Please copy out every line in the records below that includes the word "crowd".

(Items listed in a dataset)
——

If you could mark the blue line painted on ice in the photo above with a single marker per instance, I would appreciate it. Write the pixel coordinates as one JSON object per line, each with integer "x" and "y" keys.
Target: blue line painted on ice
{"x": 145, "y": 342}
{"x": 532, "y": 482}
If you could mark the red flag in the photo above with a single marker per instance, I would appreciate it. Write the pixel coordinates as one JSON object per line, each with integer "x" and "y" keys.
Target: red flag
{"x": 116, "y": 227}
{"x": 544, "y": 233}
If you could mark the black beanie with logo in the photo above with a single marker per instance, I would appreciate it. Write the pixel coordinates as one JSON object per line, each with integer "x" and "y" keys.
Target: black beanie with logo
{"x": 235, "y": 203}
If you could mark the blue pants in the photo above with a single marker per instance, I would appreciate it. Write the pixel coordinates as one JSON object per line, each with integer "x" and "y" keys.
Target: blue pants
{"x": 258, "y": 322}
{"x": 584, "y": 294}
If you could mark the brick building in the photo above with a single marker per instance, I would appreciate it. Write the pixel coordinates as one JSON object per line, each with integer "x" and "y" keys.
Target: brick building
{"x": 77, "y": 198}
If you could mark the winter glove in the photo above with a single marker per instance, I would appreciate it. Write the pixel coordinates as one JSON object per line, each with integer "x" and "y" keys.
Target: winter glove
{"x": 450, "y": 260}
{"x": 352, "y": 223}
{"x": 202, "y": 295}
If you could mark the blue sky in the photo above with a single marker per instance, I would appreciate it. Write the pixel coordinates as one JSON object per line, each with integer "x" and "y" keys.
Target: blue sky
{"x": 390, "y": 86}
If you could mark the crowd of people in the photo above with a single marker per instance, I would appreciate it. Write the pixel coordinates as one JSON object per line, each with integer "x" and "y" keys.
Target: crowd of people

——

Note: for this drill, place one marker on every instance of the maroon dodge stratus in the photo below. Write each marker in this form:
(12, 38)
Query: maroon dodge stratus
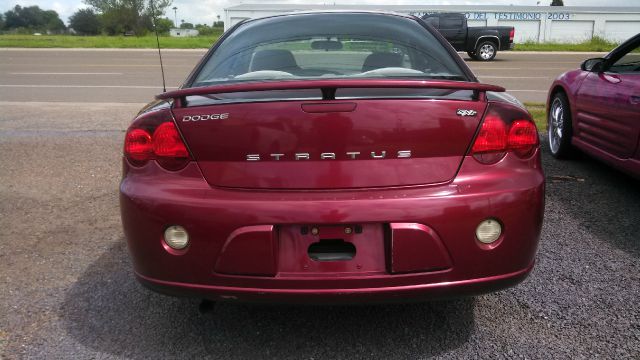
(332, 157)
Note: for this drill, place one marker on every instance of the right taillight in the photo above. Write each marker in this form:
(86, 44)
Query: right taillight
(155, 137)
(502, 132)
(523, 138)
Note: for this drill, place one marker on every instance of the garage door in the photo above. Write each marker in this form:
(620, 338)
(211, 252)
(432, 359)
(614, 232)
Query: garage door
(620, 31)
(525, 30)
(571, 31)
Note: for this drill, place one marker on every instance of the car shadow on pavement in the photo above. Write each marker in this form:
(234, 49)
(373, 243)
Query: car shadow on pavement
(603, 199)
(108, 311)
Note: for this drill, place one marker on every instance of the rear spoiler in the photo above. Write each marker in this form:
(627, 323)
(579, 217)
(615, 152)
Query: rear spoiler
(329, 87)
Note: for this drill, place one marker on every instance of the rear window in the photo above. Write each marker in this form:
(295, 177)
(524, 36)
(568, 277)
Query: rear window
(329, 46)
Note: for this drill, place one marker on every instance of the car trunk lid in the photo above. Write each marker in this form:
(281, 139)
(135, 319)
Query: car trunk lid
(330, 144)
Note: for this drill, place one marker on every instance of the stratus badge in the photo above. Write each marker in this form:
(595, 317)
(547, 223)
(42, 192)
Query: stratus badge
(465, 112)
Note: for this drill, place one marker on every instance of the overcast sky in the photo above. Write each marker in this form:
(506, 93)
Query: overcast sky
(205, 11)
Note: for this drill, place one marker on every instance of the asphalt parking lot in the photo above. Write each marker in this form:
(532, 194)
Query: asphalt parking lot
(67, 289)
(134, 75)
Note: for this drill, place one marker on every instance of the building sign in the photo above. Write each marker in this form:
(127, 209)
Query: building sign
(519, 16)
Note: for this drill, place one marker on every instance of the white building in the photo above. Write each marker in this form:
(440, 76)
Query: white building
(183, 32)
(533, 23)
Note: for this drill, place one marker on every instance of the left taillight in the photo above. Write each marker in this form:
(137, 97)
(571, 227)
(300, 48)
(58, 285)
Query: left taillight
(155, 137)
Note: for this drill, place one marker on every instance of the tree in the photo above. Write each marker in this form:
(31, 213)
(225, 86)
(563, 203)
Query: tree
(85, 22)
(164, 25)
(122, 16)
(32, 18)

——

● Output:
If you could mark the crowd of people in the photo above with a single marker per instance, I would appreciate it. Write the pixel coordinates as one JSON object per line, each with integer "x" and "y" keys.
Target: crowd of people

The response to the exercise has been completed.